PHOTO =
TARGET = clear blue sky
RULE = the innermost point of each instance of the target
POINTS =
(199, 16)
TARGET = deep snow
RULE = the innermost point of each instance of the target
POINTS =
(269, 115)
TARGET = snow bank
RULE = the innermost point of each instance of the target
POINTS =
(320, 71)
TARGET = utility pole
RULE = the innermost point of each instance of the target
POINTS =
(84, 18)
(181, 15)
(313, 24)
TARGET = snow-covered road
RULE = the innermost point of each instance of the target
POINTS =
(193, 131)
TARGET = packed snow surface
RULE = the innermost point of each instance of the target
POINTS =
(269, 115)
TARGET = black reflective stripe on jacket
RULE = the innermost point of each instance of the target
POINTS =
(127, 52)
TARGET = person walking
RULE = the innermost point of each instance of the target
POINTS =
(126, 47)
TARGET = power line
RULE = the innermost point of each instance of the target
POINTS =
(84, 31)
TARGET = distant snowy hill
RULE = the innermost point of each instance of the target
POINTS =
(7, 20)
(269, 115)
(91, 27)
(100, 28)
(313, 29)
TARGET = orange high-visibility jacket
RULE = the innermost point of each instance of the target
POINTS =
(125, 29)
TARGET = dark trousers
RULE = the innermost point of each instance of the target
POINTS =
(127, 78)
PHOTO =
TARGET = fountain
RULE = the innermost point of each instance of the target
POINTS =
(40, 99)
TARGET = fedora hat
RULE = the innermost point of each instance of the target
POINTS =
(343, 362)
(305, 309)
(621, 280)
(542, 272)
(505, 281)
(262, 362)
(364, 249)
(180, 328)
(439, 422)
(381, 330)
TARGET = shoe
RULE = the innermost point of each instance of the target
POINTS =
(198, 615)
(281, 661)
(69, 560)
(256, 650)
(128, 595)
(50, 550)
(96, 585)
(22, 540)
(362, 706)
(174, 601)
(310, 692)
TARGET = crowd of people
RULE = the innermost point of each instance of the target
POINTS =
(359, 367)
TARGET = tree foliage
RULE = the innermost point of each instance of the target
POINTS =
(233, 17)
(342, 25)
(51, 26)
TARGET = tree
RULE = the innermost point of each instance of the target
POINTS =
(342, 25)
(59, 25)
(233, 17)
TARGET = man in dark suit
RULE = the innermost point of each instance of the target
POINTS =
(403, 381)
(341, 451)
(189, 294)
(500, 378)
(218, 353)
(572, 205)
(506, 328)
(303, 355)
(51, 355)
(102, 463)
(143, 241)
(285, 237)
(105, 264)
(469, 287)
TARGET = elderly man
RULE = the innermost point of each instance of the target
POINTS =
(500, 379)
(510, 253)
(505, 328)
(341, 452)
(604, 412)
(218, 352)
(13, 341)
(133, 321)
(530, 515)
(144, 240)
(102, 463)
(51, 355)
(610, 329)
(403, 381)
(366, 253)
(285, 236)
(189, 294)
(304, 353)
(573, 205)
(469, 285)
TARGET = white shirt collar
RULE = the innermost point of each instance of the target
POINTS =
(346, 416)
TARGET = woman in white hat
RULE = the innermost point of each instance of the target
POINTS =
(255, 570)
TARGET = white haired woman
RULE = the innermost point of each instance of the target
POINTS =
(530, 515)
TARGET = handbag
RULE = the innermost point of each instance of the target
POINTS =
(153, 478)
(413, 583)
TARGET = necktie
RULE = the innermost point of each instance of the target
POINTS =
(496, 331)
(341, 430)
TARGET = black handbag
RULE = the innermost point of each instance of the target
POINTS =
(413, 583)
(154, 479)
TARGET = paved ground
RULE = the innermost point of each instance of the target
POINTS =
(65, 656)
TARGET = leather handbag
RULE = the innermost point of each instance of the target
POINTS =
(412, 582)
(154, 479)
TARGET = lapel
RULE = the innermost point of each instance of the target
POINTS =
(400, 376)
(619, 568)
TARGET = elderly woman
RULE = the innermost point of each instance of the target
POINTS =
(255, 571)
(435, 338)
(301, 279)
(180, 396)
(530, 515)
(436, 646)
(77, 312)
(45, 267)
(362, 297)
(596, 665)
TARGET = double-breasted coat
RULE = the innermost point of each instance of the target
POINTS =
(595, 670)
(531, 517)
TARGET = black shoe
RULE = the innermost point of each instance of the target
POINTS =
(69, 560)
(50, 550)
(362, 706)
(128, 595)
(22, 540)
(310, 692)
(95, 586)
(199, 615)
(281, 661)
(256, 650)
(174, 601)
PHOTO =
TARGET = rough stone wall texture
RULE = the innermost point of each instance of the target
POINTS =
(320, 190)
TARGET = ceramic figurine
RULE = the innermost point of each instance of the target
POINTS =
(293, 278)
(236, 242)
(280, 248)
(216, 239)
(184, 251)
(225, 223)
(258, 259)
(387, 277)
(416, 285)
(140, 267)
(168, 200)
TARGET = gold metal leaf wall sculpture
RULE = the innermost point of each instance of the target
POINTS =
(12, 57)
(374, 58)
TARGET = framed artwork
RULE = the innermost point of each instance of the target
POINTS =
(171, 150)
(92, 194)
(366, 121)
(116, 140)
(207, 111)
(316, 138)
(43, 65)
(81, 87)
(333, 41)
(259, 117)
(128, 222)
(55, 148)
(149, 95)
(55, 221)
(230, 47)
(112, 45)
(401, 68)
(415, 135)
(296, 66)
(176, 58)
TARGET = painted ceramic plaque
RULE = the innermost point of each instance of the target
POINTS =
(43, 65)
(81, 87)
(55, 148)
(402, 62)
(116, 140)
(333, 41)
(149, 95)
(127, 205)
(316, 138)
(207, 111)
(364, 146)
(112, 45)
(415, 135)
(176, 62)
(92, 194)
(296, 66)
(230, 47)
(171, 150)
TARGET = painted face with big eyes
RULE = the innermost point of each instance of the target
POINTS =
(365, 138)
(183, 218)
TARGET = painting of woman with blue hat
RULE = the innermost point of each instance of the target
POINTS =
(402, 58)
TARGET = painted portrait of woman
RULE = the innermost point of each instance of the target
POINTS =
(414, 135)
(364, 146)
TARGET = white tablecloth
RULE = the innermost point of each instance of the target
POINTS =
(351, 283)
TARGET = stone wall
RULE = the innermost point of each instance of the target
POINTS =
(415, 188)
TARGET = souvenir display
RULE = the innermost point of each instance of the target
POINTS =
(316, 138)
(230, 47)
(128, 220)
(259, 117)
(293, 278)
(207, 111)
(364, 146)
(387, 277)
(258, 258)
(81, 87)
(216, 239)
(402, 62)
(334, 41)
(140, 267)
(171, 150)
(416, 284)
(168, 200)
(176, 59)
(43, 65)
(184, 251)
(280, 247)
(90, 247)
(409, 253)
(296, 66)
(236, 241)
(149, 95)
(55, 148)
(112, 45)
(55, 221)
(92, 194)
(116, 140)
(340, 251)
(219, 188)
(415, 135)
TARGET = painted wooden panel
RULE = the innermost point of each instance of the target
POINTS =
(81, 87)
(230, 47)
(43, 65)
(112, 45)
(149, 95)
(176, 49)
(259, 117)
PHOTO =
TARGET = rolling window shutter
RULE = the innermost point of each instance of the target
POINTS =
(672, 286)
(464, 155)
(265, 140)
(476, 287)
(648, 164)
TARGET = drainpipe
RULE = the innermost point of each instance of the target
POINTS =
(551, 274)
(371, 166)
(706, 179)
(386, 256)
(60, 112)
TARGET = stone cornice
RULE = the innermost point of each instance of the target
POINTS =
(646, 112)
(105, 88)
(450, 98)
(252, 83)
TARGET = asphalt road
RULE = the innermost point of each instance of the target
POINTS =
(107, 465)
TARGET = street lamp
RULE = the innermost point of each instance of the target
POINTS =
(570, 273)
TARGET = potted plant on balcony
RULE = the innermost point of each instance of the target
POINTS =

Problem to work on: Every line of the data above should be copied exactly.

Full answer:
PHOTO =
TARGET = clear blue sky
RULE = the innermost point of each instance of the target
POINTS =
(199, 16)
TARGET = deep snow
RULE = the innermost point of each instance of the target
POINTS =
(269, 115)
TARGET = snow bank
RULE = the innermost point of each instance of the target
POINTS =
(320, 71)
TARGET = utility pole
RULE = the innermost point of each instance of the target
POINTS =
(84, 18)
(181, 15)
(313, 24)
TARGET = snow-covered road
RULE = the innermost point of each instance of the target
POINTS =
(193, 131)
TARGET = packed snow surface
RULE = the innermost point of each instance of the target
POINTS =
(269, 115)
TARGET = black reflective stripe on jacket
RULE = the innermost point of each instance of the target
POINTS =
(127, 52)
TARGET = person walking
RULE = the innermost point of each instance of the target
POINTS =
(126, 47)
TARGET = power line
RULE = the innermost point of each instance of the target
POINTS =
(84, 31)
TARGET = distant snowy hill
RULE = the innermost point of each instance of the target
POINTS =
(7, 20)
(269, 115)
(91, 27)
(100, 28)
(313, 29)
TARGET = orange high-visibility jacket
RULE = the innermost point of each instance of the target
POINTS =
(125, 29)
TARGET = dark trousers
RULE = the innermost point of each instance of the target
POINTS =
(127, 78)
PHOTO =
TARGET = fountain
RULE = the innermost point of each instance of the target
POINTS =
(40, 99)
TARGET = fedora hat
RULE = the innermost point of each instance of the target
POINTS =
(343, 362)
(305, 309)
(621, 280)
(542, 272)
(505, 281)
(262, 362)
(364, 249)
(180, 328)
(439, 422)
(381, 330)
TARGET = shoe
RULE = the innermost point of each instance of the target
POINTS =
(198, 615)
(281, 661)
(69, 560)
(256, 650)
(128, 595)
(50, 550)
(96, 585)
(22, 540)
(362, 706)
(174, 601)
(310, 692)
TARGET = crowd of people
RULE = the innermost point of each instance of the target
POINTS =
(359, 367)
TARGET = tree foliage
RULE = the innermost point of each instance of the target
POINTS =
(233, 17)
(342, 25)
(51, 26)
TARGET = tree
RULE = the innermost point of each instance of the target
POINTS =
(342, 25)
(59, 25)
(233, 17)
TARGET = man in dark suit
RULE = the innermost point of each instance of the target
POINTS =
(403, 381)
(341, 451)
(189, 294)
(500, 378)
(218, 353)
(572, 205)
(506, 328)
(303, 355)
(51, 355)
(102, 463)
(143, 241)
(285, 237)
(105, 264)
(469, 287)
TARGET = elderly man
RULE = the innermost point of each instance of the target
POINTS =
(500, 379)
(510, 253)
(505, 328)
(341, 452)
(604, 412)
(218, 352)
(13, 341)
(133, 321)
(530, 515)
(144, 240)
(102, 463)
(51, 355)
(610, 329)
(403, 381)
(366, 253)
(285, 236)
(189, 294)
(304, 353)
(573, 205)
(469, 285)
TARGET = white shirt collar
RULE = the innermost point of each instance of the target
POINTS =
(346, 416)
TARGET = woman in white hat
RULE = the innermost point of each instance of the target
POINTS =
(255, 570)
TARGET = white haired woman
RULE = the innermost point of each instance of the target
POINTS =
(530, 515)
TARGET = handbag
RULE = the innermost point of each instance of the target
POINTS =
(153, 478)
(413, 583)
TARGET = necktie
RULE = the innermost point of each instance of the target
POINTS =
(496, 331)
(341, 430)
TARGET = black handbag
RULE = the innermost point of each instance of the target
POINTS =
(413, 583)
(154, 479)
TARGET = paved ground
RULE = the innermost point of each instance of the target
POINTS =
(65, 656)
TARGET = leather handbag
RULE = the innermost point of each instance of the target
POINTS =
(412, 582)
(154, 479)
TARGET = lapel
RULE = the innermost point of each instance of the target
POINTS =
(400, 376)
(619, 568)
TARGET = elderly woman
RULE = the innermost point of each instance of the target
POINTS =
(255, 571)
(435, 338)
(301, 279)
(180, 396)
(530, 515)
(436, 646)
(77, 312)
(45, 267)
(362, 297)
(596, 665)
TARGET = double-breasted coat
RULE = the innermost point of each instance of the target
POINTS =
(595, 670)
(531, 517)
TARGET = black shoe
RULE = the innermost point of each instance of the target
POINTS =
(69, 560)
(50, 550)
(362, 706)
(128, 595)
(22, 540)
(310, 692)
(95, 586)
(199, 615)
(281, 661)
(256, 650)
(174, 601)
PHOTO =
TARGET = rough stone wall texture
RULE = the innermost point of each instance of the target
POINTS =
(320, 190)
TARGET = ceramic figurine
RULE = the innermost point of each instance of the target
POINTS =
(293, 278)
(236, 242)
(280, 248)
(216, 239)
(184, 251)
(225, 223)
(258, 259)
(387, 277)
(416, 285)
(140, 267)
(168, 200)
TARGET = gold metal leaf wall sculpture
RULE = the innermost point of each instance of the target
POINTS =
(12, 57)
(374, 58)
TARGET = framed artwork
RULE = the innermost point of each instance of the target
POINTS =
(171, 150)
(92, 194)
(366, 121)
(116, 140)
(207, 111)
(316, 138)
(43, 65)
(81, 87)
(333, 41)
(259, 117)
(128, 222)
(55, 148)
(149, 95)
(55, 221)
(230, 47)
(112, 45)
(401, 68)
(415, 135)
(296, 66)
(176, 58)
TARGET = painted ceramic plaque
RULE = the innermost point of each instance of the target
POINTS =
(43, 65)
(81, 87)
(55, 148)
(402, 62)
(116, 140)
(333, 41)
(149, 95)
(127, 205)
(316, 138)
(207, 111)
(364, 146)
(112, 45)
(415, 135)
(176, 62)
(92, 194)
(296, 66)
(230, 47)
(171, 150)
TARGET = painted face with big eyes
RULE = the innermost point of each instance of the target
POINTS =
(365, 138)
(183, 218)
TARGET = painting of woman with blue hat
RULE = the innermost point of each instance of the target
POINTS =
(402, 58)
TARGET = painted portrait of woman
RULE = the innermost point of each instance of the target
POINTS =
(414, 135)
(364, 146)
TARGET = white tablecloth
RULE = the innermost point of each instance of the target
POINTS =
(351, 283)
TARGET = stone wall
RULE = the innermost point of each instance of the target
POINTS =
(415, 188)
TARGET = souvenir display
RULE = the innermost point of each instance of the target
POINTS =
(316, 138)
(230, 47)
(128, 220)
(259, 117)
(293, 278)
(207, 111)
(364, 146)
(387, 277)
(258, 258)
(81, 87)
(216, 239)
(402, 62)
(334, 41)
(140, 267)
(171, 150)
(416, 284)
(168, 200)
(176, 59)
(43, 65)
(184, 251)
(280, 247)
(90, 247)
(409, 253)
(296, 66)
(236, 241)
(149, 95)
(55, 148)
(112, 45)
(55, 221)
(92, 194)
(116, 140)
(340, 251)
(219, 188)
(415, 135)
TARGET = painted wooden panel
RULE = the innermost point of each instance of the target
POINTS =
(81, 87)
(230, 47)
(43, 65)
(112, 45)
(149, 95)
(176, 49)
(259, 117)
PHOTO =
TARGET = rolling window shutter
RULE = the innermost point of each instance of the target
POINTS =
(672, 286)
(464, 155)
(265, 140)
(476, 287)
(648, 164)
TARGET = drainpipe
RULE = the innermost point of each instance of the target
POINTS =
(551, 274)
(371, 166)
(706, 179)
(386, 256)
(60, 112)
TARGET = stone cornice
RULE = the innermost point of each instance of the target
POINTS =
(646, 112)
(105, 88)
(450, 98)
(252, 83)
TARGET = asphalt road
RULE = the innermost point of each instance of the target
POINTS =
(107, 465)
TARGET = street lamp
RULE = the innermost point of each instance of the target
POINTS =
(570, 273)
TARGET = potted plant on balcony
RULE = the innermost point of each instance of the target
POINTS =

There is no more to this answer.